Yazı:

□ □ □ □ □

Devrimci çalışma ve işkencede direniş-1/Bedrettin Ufuktan

Özetle işkence bir sistem sorunudur. İnsanın insana, insanın emeğine; insanın türüne, doğasına yabancılaşmasının sonucu olarak ortaya çıkmış bir yöntem olarak; yönetilenlerin itiraz, direniş ve iradesini kırmak amaçlı kullandıkları bir sindirme, korkutma ve öldürme kurumudur.  Efendilerin kölelere, ağa ve beylerin köylülere; kapitalistlerin proleterlere; sömürgecilerin işgal ettikleri uluslara zorla dayattıkları statüyü korumak amaçlı başvurdukları bir araçtır. İnsanlık tarihinde özel mülkiyet temeli olup işkenceyi yönetme ve yıldırma amaçlı kullanmamış tek bir imparatorluk, krallık, padişahlık ve burjuva devletler yoktur. Olmadığı gibi işkence her imparatorluk, krallık, padişahlık ve devletin temelini attığı topraklar üzerindeki halkların tarihsel, ekonomik, kültürel özellerinin izini de taşımış olması nedeniyle nicelik, yöntem ve araç bakımından farklılıklar göstermiştir

HABER MERKEZİ(18.07.2017)-Türkiye-Kuzey Kürdistan sınıf mücadelesi tarihi, bir açıdan faşist sistemin Kürt ulusuna, ulusal azınlıklara komünist ve devrimcilere, işçi, emekçi ve aydınlara karşı uyguladığı akıl almaz işkencelerin ve bu işkencelere maruz kalmış milyonlarca insanın yaşam öyküsünün de tarihidir.

□ □ □ □ □

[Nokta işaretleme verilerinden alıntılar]
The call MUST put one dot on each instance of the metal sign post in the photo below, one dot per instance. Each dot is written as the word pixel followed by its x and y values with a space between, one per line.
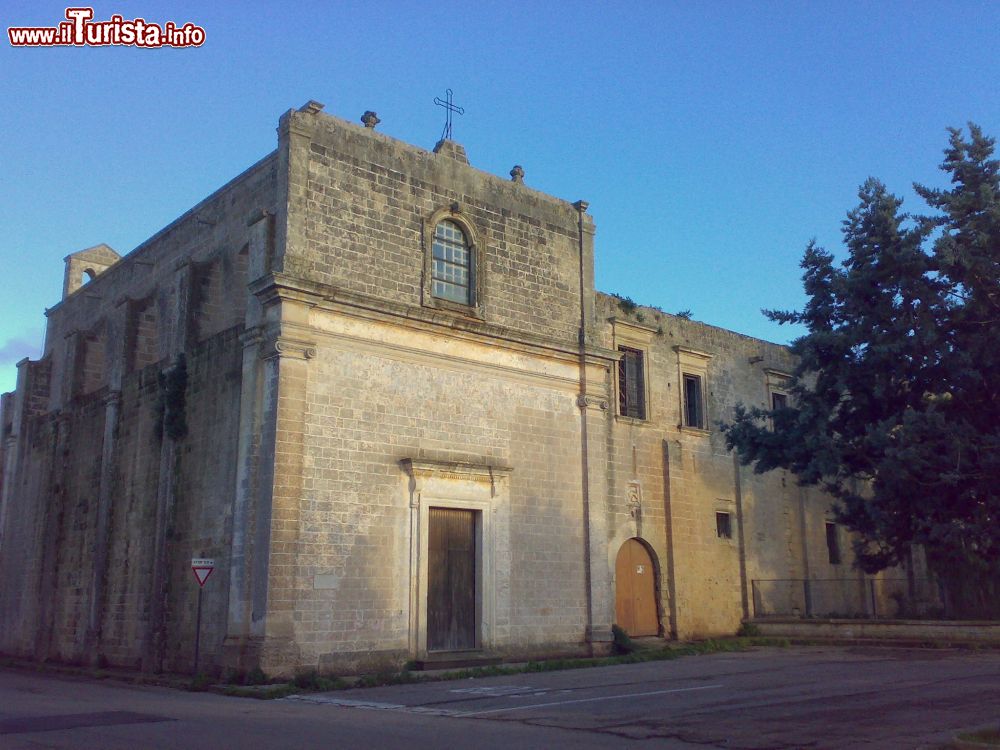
pixel 202 569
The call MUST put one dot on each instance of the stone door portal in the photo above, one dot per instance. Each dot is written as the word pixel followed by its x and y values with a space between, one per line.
pixel 451 585
pixel 635 590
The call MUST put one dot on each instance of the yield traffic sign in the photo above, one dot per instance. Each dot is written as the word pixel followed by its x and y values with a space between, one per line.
pixel 202 569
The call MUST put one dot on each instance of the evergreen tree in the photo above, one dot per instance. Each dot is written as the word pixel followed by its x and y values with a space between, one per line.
pixel 895 406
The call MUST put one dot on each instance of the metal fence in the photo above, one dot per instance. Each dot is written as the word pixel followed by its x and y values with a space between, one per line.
pixel 882 598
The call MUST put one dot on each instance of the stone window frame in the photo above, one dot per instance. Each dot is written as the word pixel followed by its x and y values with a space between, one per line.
pixel 477 263
pixel 637 337
pixel 724 531
pixel 834 548
pixel 727 507
pixel 693 363
pixel 777 384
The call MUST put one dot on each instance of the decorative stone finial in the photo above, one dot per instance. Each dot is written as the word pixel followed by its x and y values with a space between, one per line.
pixel 312 107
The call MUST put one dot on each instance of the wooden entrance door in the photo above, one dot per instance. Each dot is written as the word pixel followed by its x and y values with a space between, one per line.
pixel 451 580
pixel 635 590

□ □ □ □ □

İstem 1: Kayıtlardaki satırlardan kaçında "stone" kelimesi geçiyor, söyleyin; yalnızca sayıyı yazın.
İstem 2: İşkence üzerine olan yazıyı kaldığı yerden devam ettirin.

Görev yanıtı 1: 3

Görev yanıtı 2:
Bu öylesine büyük ve kesin bir gerçektir ki; Cumhuriyet tarihi boyunca gün ışığına çıkmış hiçbir bildiri, dergi, gazete ve hatta duvar yazıları, bu gerçeğin teshirini içermeksizin çıkmamıştır; çıkan romanların, öykülerin, şiirlerin, türkülerin bu gerçeği görmezden gelme üzerinden yazılıp söyleneni de pek görülmemiştir. Çünkü işkence, sömürülen sosyal sınıfların örgütlenme ve mücadelelerini bastırmakta devletin başvurduğu biricik yöntem olarak sisteme hizmet gören en kanlı-kıyıcı ve sindirici araç olarak göreve koşulmuştur.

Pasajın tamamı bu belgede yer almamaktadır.